→ WHAT IS BEING ASKED
Copy out the following lines verbatim, all of them.

Labeled area outline lines:
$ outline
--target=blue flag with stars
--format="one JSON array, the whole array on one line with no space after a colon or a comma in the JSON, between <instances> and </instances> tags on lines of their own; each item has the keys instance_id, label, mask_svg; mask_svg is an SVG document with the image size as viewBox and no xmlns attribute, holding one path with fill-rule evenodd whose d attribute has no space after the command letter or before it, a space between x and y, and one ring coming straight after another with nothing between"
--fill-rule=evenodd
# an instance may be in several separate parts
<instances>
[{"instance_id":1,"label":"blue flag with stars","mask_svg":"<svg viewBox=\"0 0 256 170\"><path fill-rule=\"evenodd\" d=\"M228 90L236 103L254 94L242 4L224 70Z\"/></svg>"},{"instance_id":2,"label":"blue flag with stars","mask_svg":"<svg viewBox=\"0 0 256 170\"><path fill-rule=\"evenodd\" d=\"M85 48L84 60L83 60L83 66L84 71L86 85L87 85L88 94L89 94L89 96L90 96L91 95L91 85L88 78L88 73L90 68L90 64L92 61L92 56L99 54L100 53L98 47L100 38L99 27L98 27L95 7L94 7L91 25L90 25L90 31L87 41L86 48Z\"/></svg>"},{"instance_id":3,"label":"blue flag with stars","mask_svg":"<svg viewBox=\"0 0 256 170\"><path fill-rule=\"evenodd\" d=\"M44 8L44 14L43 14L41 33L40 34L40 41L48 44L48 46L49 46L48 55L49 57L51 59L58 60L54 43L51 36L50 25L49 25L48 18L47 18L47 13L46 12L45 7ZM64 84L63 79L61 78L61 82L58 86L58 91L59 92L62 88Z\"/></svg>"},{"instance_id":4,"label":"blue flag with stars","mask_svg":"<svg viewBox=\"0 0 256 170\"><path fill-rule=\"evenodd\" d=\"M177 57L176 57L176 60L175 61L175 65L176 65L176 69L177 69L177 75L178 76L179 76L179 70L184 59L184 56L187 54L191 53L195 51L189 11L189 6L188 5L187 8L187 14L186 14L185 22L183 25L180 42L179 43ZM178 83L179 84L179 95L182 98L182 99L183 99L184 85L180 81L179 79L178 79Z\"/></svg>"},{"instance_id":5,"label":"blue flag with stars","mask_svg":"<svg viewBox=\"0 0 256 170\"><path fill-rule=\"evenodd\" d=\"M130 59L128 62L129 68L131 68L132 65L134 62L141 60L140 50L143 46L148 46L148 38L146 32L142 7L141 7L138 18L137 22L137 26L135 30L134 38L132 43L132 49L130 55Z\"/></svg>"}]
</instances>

→ SOLUTION TO THE PROBLEM
$ outline
--target=blue flag with stars
--format="one JSON array, the whole array on one line with no space after a colon or a comma in the JSON, between <instances> and </instances> tags on lines of their own; each item has the keys instance_id, label, mask_svg; mask_svg is an SVG document with the image size as viewBox and no xmlns attribute, holding one path with fill-rule evenodd whose d attribute has no space after the command letter or before it, a space between x and y, and one ring coming straight after another with nothing between"
--fill-rule=evenodd
# an instance may be in several separate parts
<instances>
[{"instance_id":1,"label":"blue flag with stars","mask_svg":"<svg viewBox=\"0 0 256 170\"><path fill-rule=\"evenodd\" d=\"M228 90L236 103L254 94L242 4L224 70Z\"/></svg>"},{"instance_id":2,"label":"blue flag with stars","mask_svg":"<svg viewBox=\"0 0 256 170\"><path fill-rule=\"evenodd\" d=\"M85 48L84 60L83 60L83 66L84 71L86 85L87 85L88 94L89 94L89 96L90 96L91 95L91 85L88 78L88 73L90 68L90 64L92 61L92 56L99 54L100 53L98 47L100 38L99 27L98 27L95 7L94 7L91 25L90 25L90 31L87 41L86 48Z\"/></svg>"},{"instance_id":3,"label":"blue flag with stars","mask_svg":"<svg viewBox=\"0 0 256 170\"><path fill-rule=\"evenodd\" d=\"M44 8L44 14L43 14L41 33L40 34L40 41L48 44L48 46L49 46L48 55L49 57L51 59L58 60L54 43L51 36L50 25L49 25L48 18L47 18L47 13L46 12L45 7ZM64 84L63 79L61 78L61 82L58 86L58 91L59 92L62 88Z\"/></svg>"},{"instance_id":4,"label":"blue flag with stars","mask_svg":"<svg viewBox=\"0 0 256 170\"><path fill-rule=\"evenodd\" d=\"M177 57L176 57L176 60L175 61L175 65L176 65L176 69L177 69L177 75L178 76L179 76L179 70L184 59L184 56L187 54L191 53L195 51L189 11L189 6L188 5L187 8L187 14L186 14L185 22L183 25L180 42L179 43ZM178 83L179 84L179 95L182 98L182 99L183 99L184 85L180 81L179 79L178 79Z\"/></svg>"},{"instance_id":5,"label":"blue flag with stars","mask_svg":"<svg viewBox=\"0 0 256 170\"><path fill-rule=\"evenodd\" d=\"M130 59L128 62L129 68L131 68L132 65L134 62L141 60L140 50L143 46L148 46L148 38L146 32L142 7L141 7L138 18L137 22L137 26L135 30L134 38L132 43L132 49L130 55Z\"/></svg>"}]
</instances>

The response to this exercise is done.